____ EXCERPTED DATA
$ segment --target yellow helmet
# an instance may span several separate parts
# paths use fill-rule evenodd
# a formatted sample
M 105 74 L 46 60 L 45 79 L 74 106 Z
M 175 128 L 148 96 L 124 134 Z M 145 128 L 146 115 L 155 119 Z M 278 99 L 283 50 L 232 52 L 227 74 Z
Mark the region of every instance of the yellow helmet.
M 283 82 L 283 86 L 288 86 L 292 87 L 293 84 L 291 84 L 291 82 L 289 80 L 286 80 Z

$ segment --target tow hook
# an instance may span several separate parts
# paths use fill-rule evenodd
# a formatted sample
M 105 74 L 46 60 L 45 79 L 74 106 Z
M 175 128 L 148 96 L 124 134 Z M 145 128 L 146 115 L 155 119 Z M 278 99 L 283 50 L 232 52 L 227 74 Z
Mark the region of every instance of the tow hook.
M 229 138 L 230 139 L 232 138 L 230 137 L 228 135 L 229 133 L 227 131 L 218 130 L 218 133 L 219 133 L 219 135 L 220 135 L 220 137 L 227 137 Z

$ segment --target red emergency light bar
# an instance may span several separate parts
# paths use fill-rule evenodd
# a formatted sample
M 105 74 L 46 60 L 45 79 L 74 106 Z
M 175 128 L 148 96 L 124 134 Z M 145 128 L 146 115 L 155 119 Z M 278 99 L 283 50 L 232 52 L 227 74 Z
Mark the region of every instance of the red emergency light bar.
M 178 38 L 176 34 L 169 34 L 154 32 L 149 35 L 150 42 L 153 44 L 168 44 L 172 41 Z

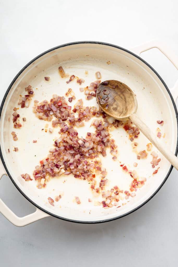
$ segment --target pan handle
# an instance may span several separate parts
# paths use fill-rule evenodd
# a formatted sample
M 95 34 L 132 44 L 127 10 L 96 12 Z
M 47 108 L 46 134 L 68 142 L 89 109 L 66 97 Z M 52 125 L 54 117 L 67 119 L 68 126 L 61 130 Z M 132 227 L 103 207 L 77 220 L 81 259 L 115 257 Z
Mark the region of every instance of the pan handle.
M 0 180 L 2 176 L 5 174 L 6 172 L 1 162 L 0 162 Z M 31 214 L 23 217 L 19 217 L 13 212 L 2 200 L 0 198 L 0 212 L 10 222 L 16 226 L 22 226 L 27 225 L 32 222 L 35 222 L 43 218 L 49 216 L 49 214 L 37 209 L 36 211 Z
M 165 41 L 162 42 L 160 40 L 153 40 L 133 47 L 131 50 L 134 53 L 140 56 L 142 52 L 155 48 L 158 48 L 172 62 L 177 69 L 178 69 L 178 56 L 173 50 L 171 49 L 166 44 Z M 175 103 L 178 97 L 178 80 L 173 87 L 170 89 L 170 91 Z

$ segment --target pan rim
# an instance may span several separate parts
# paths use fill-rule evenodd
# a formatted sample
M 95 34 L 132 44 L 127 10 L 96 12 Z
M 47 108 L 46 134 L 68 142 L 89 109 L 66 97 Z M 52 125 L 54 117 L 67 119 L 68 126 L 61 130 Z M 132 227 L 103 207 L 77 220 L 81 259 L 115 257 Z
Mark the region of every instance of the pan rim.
________
Can you render all the records above as a numbered list, one line per item, with blank lines and the pictures left out?

--- WORKED SOLUTION ---
1. $ segment --target yellow helmet
2. # an instance may span several separate parts
3. # paths use fill-rule evenodd
4. # a formatted sample
5. M 105 74 L 46 60 L 45 79 L 74 106 Z
6. M 175 128 L 148 96 L 124 134 Z M 145 128 L 146 115 L 155 119 Z M 278 99 L 283 50 L 232 52 L 227 74 Z
7. Mark the region of every instance of the yellow helmet.
8. M 283 82 L 283 86 L 288 86 L 292 87 L 293 84 L 291 84 L 291 82 L 289 80 L 286 80 Z
9. $ segment --target tow hook
10. # an instance may span several separate parts
11. # paths use fill-rule evenodd
12. # a formatted sample
13. M 105 74 L 46 60 L 45 79 L 74 106 Z
14. M 175 128 L 148 96 L 124 134 Z M 145 128 L 146 115 L 155 119 Z M 278 99 L 283 50 L 232 52 L 227 74 Z
15. Mark the region of every instance of the tow hook.
16. M 229 138 L 230 139 L 232 138 L 230 137 L 228 135 L 229 133 L 227 131 L 218 130 L 218 133 L 219 133 L 219 135 L 220 135 L 220 137 L 227 137 Z
17. $ segment --target red emergency light bar
18. # an instance may span several separate parts
19. # paths use fill-rule evenodd
20. # a formatted sample
21. M 105 74 L 46 60 L 45 79 L 74 106 Z
22. M 175 128 L 148 96 L 124 134 Z M 145 128 L 146 115 L 155 119 Z M 278 99 L 283 50 L 232 52 L 227 74 Z
23. Mark the region of every instance of the red emergency light bar.
24. M 178 38 L 176 34 L 169 34 L 154 32 L 149 35 L 150 42 L 153 44 L 168 44 L 172 41 Z
25. $ segment --target pan handle
26. # an instance may span several separate parts
27. # paths use fill-rule evenodd
28. # a formatted sample
29. M 95 34 L 132 44 L 127 10 L 96 12 Z
30. M 47 108 L 46 134 L 68 142 L 89 109 L 66 97 Z M 52 125 L 54 117 L 67 119 L 68 126 L 61 130 Z M 132 227 L 103 207 L 77 220 L 81 259 L 115 257 Z
31. Mark the region of every instance of the pan handle.
32. M 0 180 L 2 176 L 5 174 L 6 172 L 1 162 L 0 162 Z M 31 214 L 23 217 L 19 217 L 13 212 L 2 200 L 0 198 L 0 212 L 10 222 L 16 226 L 22 226 L 27 225 L 32 222 L 35 222 L 43 218 L 49 216 L 49 214 L 37 209 L 36 211 Z
33. M 165 41 L 162 42 L 160 40 L 153 40 L 133 47 L 131 50 L 134 53 L 140 56 L 142 52 L 155 48 L 158 48 L 172 62 L 177 69 L 178 69 L 178 56 L 173 50 L 171 49 L 166 44 Z M 175 103 L 178 97 L 178 80 L 173 87 L 170 89 L 170 91 Z
34. $ segment --target pan rim
35. # an instance may span several separate parts
36. # paths use fill-rule evenodd
37. # a formatted sample
38. M 95 34 L 132 44 L 127 10 L 96 12 Z
39. M 47 108 L 46 134 L 68 142 L 89 109 L 66 97 Z M 52 125 L 54 117 L 67 119 L 68 126 L 61 130 Z M 132 227 L 103 207 L 77 220 L 81 259 L 115 257 Z
40. Mark the region of every instance of the pan rim.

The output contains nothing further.